TEXT SEGMENT ::
####

Prelude

 

The library at Sir John Soane’s Museum

Over the last two years, many of us spent a significant part of our days in ‘the study’. Maybe there was an already existing corner in our house, maybe the kitchen table or spare bedroom were transformed into a study. Maybe our corridor got enriched with shelves that could unfold as a desk. Or maybe our bed –if this wasn’t already the case– became our main study. Perhaps ‘study’ sounds somewhat 19th century like. Historically, the study of a house was reserved for use as the private office and reading room of a family father as the formal head of a household.

Today, a study is no longer necessary a room, and doesn’t only belong to the ‘head’ of the household. Our mobile workplace, office or zoom-room can reside in different parts of the house or elsewhere, changing location over the course of a day.

Ideally, a study is a quiet place. A (privileged) space for reading, thinking and reflection. For concentration, hard work, and self-learning. It is the space of the autodidact, surrounded by other voices in the form of books, records, or articles, that only speak when consulted. The study asks us to be attentive, even disciplined. Here, the walls may protect us from noise and movement. Maybe there’s a window that allows us to wander off and muse now and then. It’s a place where we’d like to isolate ourselves. Doors may be closed. Or, when we leave our desk, our laptop is closed, protected with a password, preventing others from reading what we read, considered, attempted.

####

STORED DATA ::
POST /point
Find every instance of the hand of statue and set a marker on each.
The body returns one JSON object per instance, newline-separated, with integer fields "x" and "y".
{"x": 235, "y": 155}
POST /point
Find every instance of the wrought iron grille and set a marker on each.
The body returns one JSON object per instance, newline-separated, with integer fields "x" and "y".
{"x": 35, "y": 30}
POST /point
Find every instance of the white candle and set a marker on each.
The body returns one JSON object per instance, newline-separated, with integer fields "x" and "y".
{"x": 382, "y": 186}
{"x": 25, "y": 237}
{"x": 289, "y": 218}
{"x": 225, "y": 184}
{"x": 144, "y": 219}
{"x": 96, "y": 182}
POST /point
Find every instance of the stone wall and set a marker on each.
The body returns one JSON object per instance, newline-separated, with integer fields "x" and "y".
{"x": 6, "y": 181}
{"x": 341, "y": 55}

####

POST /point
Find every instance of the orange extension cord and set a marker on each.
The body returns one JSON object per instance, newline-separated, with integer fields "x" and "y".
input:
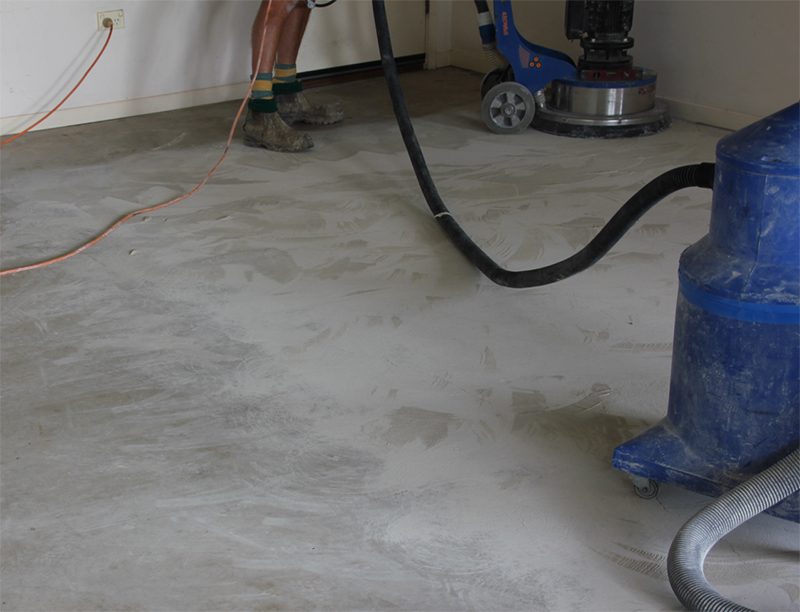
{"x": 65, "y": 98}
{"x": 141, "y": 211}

####

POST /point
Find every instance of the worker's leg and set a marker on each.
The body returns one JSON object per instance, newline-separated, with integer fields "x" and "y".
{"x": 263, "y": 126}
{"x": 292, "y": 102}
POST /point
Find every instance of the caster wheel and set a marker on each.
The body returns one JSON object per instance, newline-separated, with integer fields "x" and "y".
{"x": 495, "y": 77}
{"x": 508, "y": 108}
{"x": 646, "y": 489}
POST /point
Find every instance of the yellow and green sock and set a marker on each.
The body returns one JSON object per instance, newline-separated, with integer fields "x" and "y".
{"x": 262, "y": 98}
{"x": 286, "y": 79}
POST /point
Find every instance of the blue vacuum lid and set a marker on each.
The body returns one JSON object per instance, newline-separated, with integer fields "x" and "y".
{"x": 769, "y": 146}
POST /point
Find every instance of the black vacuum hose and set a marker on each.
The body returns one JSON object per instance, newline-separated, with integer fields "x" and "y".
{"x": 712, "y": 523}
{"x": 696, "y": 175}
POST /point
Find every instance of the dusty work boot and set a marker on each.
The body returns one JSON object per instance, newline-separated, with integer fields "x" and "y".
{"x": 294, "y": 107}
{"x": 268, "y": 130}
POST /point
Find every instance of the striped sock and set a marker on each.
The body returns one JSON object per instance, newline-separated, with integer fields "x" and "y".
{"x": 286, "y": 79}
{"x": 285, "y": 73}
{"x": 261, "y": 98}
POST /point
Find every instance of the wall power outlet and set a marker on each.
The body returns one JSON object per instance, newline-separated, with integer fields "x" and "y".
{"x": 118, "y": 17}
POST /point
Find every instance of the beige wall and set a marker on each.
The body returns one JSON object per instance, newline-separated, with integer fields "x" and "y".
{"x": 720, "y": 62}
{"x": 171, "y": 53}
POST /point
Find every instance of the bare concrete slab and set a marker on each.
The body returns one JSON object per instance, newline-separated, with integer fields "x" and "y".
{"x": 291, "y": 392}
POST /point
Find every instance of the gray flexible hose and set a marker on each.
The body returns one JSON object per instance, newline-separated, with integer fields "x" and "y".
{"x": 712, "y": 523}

####

DIRECTIVE :: Transcribe the passage about the home study word for word, from "The library at" up to and including "of a household.".

EXPECTED ANSWER ::
The library at Sir John Soane’s Museum

Over the last two years, many of us spent a significant part of our days in ‘the study’. Maybe there was an already existing corner in our house, maybe the kitchen table or spare bedroom were transformed into a study. Maybe our corridor got enriched with shelves that could unfold as a desk. Or maybe our bed –if this wasn’t already the case– became our main study. Perhaps ‘study’ sounds somewhat 19th century like. Historically, the study of a house was reserved for use as the private office and reading room of a family father as the formal head of a household.